Which lines of the items below contain the word "trunk"? Pick out and copy each one, with case counting in the match.

● Data provided:

%%

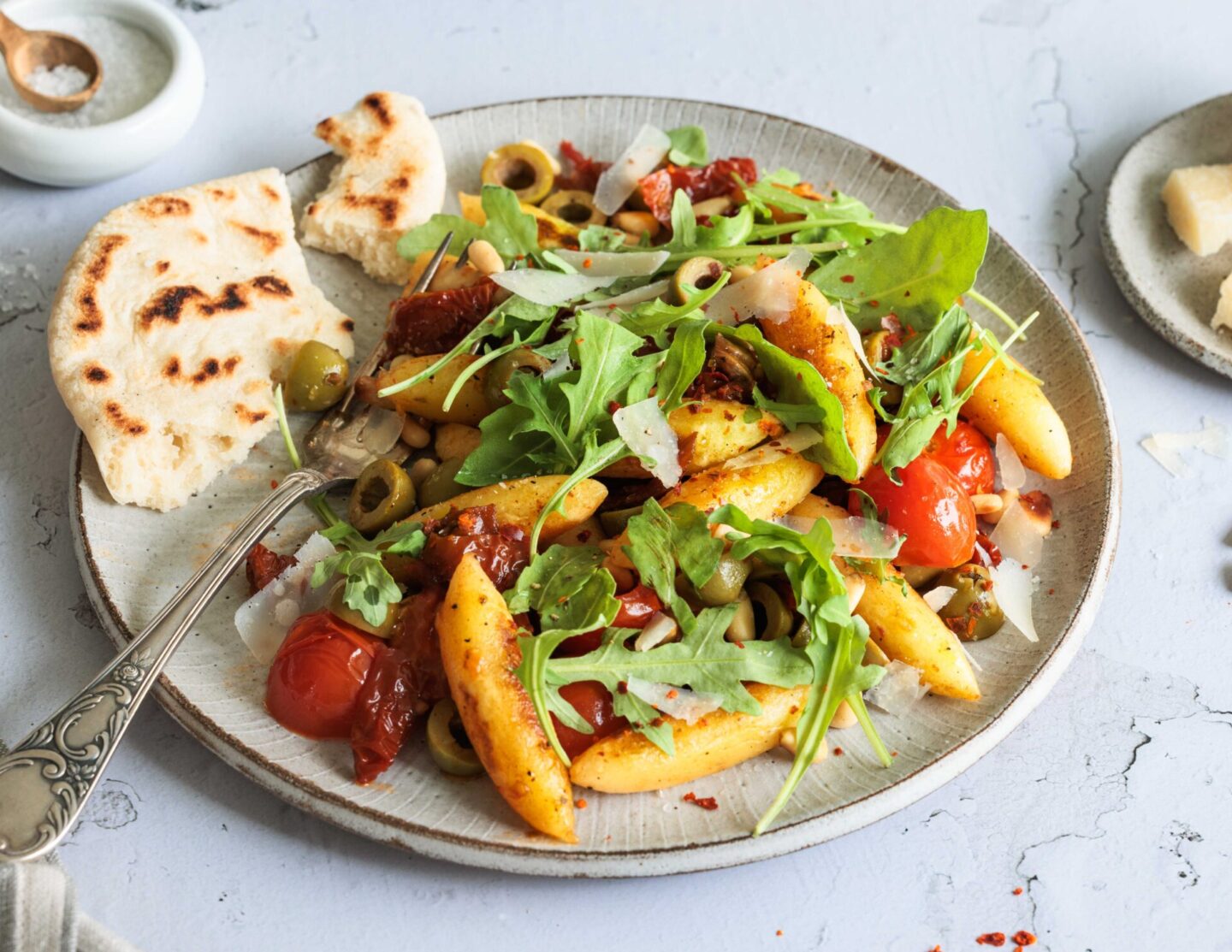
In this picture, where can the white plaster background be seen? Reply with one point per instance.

%%
%%

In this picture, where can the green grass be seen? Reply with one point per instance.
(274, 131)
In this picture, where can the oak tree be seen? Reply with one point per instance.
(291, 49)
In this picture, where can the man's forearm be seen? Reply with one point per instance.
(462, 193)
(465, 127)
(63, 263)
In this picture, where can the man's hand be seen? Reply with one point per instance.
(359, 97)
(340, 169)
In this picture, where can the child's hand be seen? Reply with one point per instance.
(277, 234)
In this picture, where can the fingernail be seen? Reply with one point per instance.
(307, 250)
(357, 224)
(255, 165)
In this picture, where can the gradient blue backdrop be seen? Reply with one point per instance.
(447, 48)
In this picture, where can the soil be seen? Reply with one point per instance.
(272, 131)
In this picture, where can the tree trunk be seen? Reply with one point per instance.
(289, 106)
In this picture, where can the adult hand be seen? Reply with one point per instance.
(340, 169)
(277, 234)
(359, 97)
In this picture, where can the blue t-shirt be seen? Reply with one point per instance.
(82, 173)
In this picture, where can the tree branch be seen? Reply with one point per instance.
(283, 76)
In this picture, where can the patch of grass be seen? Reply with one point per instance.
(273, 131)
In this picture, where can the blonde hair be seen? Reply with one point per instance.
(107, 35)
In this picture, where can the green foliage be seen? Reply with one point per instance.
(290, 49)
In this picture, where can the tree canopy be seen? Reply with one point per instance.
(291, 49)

%%
%%

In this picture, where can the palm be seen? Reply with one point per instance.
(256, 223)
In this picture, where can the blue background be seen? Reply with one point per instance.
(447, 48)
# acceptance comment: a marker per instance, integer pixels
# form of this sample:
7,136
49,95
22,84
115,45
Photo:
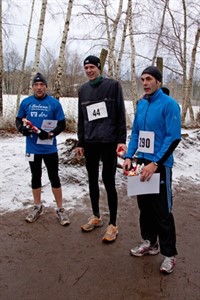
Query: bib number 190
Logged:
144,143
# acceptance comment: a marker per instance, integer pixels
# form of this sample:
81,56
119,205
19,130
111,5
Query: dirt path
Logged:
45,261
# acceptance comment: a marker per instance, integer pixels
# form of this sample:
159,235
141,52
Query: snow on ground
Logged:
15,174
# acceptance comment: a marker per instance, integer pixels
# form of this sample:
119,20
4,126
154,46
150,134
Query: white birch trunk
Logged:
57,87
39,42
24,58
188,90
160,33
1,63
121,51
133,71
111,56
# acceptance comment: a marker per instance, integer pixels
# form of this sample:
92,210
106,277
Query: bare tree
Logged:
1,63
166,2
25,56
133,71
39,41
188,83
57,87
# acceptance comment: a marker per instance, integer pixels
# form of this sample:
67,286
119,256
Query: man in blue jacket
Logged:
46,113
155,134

%%

● Complete answer:
In this picture, where can the tree trunk be seen? Reply with one point per instance.
Query: white birch trunk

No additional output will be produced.